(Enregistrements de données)
○ ○ ○
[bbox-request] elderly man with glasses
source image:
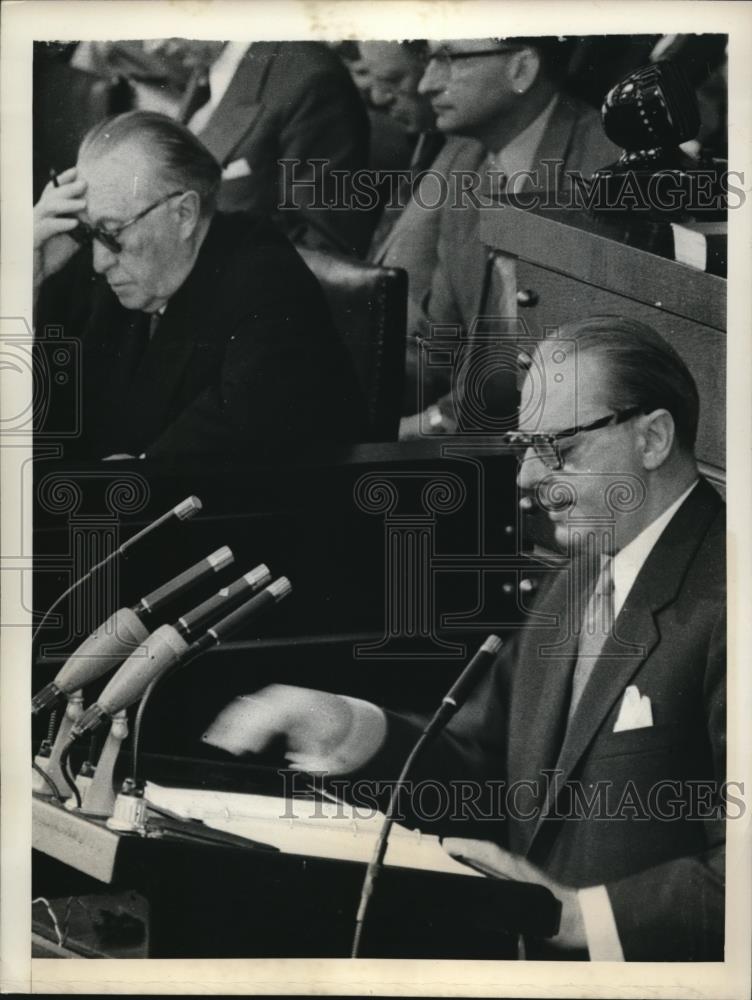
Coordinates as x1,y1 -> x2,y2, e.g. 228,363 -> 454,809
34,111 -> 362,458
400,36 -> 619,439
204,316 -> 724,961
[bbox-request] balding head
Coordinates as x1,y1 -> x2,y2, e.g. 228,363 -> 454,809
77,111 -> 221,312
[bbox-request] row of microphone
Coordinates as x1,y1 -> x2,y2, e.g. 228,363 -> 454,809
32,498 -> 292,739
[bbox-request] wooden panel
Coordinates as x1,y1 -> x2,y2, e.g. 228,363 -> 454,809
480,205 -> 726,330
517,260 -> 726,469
○ ○ ○
● CONSIGNE
Citez mot pour mot toutes les lignes des enregistrements ci-dessus, s'il vous plaît, en laissant les images de côté.

● RÉSULTAT
[bbox-request] elderly man with glasses
source image:
Coordinates as x1,y1 -> x2,y2, e.g. 228,363 -> 454,809
34,111 -> 362,458
400,36 -> 619,439
204,316 -> 724,961
[bbox-request] balding head
Coordinates as x1,y1 -> x2,y2, e.g. 228,363 -> 454,809
77,111 -> 221,312
[bbox-request] row of microphone
Coordinates as x1,y1 -> x2,y2, e.g. 228,363 -> 454,809
32,498 -> 292,739
[bbox-request] wooden panel
Coordinates as x1,y1 -> x2,y2, e.g. 228,363 -> 454,809
480,205 -> 726,330
517,260 -> 726,469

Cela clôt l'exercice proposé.